Begin

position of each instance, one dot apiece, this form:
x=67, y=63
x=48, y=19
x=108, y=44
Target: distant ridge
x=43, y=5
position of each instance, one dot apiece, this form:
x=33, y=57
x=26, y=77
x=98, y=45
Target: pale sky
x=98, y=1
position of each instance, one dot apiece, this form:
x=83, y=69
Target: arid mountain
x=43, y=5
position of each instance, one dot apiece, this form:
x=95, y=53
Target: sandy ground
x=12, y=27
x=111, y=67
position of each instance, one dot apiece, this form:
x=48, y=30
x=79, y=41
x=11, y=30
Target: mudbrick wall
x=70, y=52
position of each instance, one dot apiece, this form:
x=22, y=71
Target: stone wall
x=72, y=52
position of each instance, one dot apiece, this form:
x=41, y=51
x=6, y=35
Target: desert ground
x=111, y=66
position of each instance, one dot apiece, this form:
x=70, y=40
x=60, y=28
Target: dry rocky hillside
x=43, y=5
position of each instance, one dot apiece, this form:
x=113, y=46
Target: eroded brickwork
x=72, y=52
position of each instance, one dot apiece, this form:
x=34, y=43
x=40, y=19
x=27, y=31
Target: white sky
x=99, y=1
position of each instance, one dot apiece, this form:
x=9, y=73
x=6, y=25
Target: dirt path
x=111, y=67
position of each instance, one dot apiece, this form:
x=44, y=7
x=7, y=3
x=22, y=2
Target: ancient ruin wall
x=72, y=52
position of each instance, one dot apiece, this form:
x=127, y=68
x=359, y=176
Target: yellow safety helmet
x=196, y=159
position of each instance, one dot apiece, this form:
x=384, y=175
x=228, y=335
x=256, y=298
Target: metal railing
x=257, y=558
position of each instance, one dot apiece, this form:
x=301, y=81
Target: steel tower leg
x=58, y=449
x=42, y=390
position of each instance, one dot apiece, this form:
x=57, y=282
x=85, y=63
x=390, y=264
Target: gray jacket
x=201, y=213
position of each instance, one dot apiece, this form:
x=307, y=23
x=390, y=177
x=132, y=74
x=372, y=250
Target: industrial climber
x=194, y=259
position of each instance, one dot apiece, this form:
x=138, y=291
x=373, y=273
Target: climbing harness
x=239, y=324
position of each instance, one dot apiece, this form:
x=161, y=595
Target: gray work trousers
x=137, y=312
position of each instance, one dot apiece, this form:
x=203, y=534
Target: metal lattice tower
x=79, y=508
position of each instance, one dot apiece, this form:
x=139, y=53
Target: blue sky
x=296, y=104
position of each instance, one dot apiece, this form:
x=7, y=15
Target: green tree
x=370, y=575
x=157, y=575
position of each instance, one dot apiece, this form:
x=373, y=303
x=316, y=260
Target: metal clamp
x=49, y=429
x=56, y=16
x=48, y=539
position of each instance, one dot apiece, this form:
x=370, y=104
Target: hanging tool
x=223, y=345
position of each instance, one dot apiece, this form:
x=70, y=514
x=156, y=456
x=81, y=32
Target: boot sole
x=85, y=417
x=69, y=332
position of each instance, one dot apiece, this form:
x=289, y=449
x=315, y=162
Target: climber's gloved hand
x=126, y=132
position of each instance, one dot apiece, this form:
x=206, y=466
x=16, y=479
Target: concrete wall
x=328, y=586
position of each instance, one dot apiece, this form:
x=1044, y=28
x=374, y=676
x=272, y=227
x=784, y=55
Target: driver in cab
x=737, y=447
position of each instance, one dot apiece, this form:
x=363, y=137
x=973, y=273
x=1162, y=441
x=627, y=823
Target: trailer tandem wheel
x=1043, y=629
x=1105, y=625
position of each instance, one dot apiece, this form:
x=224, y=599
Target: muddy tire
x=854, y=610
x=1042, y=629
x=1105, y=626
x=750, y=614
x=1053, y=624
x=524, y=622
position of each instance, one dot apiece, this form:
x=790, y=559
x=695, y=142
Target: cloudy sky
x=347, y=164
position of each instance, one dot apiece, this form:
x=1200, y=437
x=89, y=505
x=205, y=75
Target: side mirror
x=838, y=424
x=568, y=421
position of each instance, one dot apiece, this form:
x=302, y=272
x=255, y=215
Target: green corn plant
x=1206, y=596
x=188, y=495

End

What you should do: How many lines in the rows above contain the string "climber", matching uppercase and lowercase letters? Reply with the number alone.

Written answer: 2